■ TEXT ■
________________________________________
Please note: additional readings and resources are available by topic under each Issue.
New and Recommended Books
Books by Tikkun Institute staff
Fr. Raymond Helmick, S.J.
Why Camp David Failed
Raymond G. Helmick is an American Jesuit priest, and Professor of
Conflict Resolution in the Department of Theology at Boston College.
For over thirty years he has worked as a mediator in various conflicts,
including Northern Ireland, Lebanon, Iraq, Turkey, East Timor, the
countries of the former Yugoslavia and the Middle East.
Based on personal correspondence and position papers with all three
leaders, and a long personal association with Yasser Arafat and a whole
series of Israeli Prime Ministers dating back to 1985, this book offers
a unique account of the real reasons behind the failure of Camp David...
Helmick details the recommendations he gave, as a mediator, during
the period. Written with empathy for all parties involved, the book
does not stop short of drawing serious conclusions. Above all it is a
hopeful book: Helmick shows that, despite the renewed violence, people
have an enormous capacity to overcome animosity and despair. He
analyses the prospects for reconciliation in these difficult times.
Other books:
Charlie Derber: Regime Change Begins at Home
Berrett-Koehler Publishers © 2004
Charles Derber is Professor of Sociology at Boston College and
former director of its graduate program on Social Economy and Social
Justice. He is a prolific scholar in the field of political
economy, international relations and society, and is the author of
eight books. His op-eds and essays appear in Newsday, the Boston
Globe, and other newspapers and he has been interviewed by Newsweek,
Business Week, Time and other news magazines.
One of the most important books by a regular Tikkun writer to locate
our current political-economic situation as a phase in America's
historical development. This analysis helps us get our historical
bearings and therefore to both see the roots of our current situation
and dig our way out. Derber understands our current era as a
"third corporate regime," the pro-business successor to the New Deal
regime that was essentially defeated by Reagan's presidency. Its "five
pillars" are the dominance of transnational corporations; the
corporate-welfare state; permanent "social insecurity" featuring an
unstable job market and shredded government safety nets; a foreign
policy of "empire"; and an ideology of "the corporate mystique," a
combination of free-market triumphalism and consumerism. Regime
Change is a full-bodied analysis of our current political situation and
is highly recommended to those in the Tikkun community.
________________________________________
■ GIVEN MATERIAL ■

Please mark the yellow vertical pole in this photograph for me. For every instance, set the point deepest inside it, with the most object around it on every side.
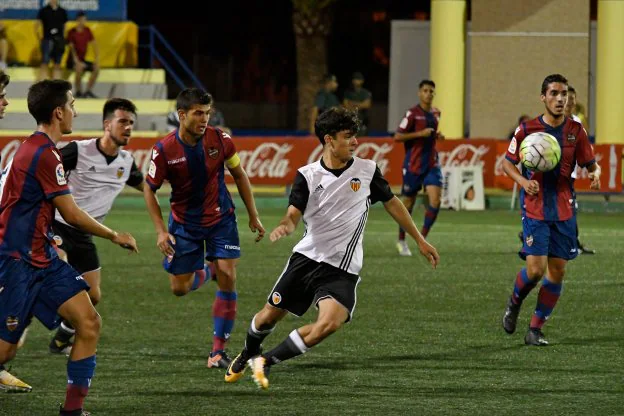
(447, 63)
(610, 72)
________________________________________
■ TASK REQUIREMENTS ■
Transcribe the book recommendations above word for word, starting at "Please note: additional" and ending after "Raymond Helmick, S.J.".

■ THE COMPLETED TASK ■
Please note: additional readings and resources are available by topic under each Issue.
New and Recommended Books
Books by Tikkun Institute staff
Fr. Raymond Helmick, S.J.